[DATASET EXCERPTS]
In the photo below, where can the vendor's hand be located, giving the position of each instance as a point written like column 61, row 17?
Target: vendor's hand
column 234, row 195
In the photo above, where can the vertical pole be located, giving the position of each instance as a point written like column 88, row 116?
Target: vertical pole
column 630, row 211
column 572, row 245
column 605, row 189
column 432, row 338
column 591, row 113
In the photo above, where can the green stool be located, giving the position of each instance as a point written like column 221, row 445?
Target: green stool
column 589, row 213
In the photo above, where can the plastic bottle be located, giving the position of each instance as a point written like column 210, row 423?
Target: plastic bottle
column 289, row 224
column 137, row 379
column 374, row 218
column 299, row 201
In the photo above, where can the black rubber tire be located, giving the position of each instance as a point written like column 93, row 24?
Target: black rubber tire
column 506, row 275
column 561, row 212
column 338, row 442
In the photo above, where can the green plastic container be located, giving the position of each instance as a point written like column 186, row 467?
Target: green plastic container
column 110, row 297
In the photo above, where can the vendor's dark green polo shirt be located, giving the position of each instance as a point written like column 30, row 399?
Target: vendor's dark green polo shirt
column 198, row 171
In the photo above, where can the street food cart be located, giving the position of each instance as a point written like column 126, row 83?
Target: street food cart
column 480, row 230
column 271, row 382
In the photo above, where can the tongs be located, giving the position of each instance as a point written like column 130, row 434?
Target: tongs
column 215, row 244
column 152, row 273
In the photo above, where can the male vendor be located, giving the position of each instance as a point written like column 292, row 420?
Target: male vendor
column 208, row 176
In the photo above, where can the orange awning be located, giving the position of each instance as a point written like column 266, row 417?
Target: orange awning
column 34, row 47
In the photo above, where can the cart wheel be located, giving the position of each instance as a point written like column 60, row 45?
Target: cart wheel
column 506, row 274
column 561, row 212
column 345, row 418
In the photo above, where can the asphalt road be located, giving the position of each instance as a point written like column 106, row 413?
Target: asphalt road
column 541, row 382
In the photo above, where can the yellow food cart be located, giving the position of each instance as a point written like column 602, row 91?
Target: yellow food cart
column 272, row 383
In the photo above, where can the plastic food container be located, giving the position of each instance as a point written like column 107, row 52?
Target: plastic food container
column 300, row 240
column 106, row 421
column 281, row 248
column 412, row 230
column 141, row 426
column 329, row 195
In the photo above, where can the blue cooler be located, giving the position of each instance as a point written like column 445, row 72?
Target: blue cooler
[/DATASET EXCERPTS]
> YOUR GOAL: From the first line of the material above down to the line with "In the photo above, where can the vertical", output each line exactly; include both of those lines and add no others.

> REPLY TO THE EXERCISE:
In the photo below, where can the vendor's hand be located, giving the position of each instance as a point written like column 61, row 17?
Target: vendor's hand
column 234, row 195
In the photo above, where can the vertical pole be located, giving the position of each instance as a point written like column 88, row 116?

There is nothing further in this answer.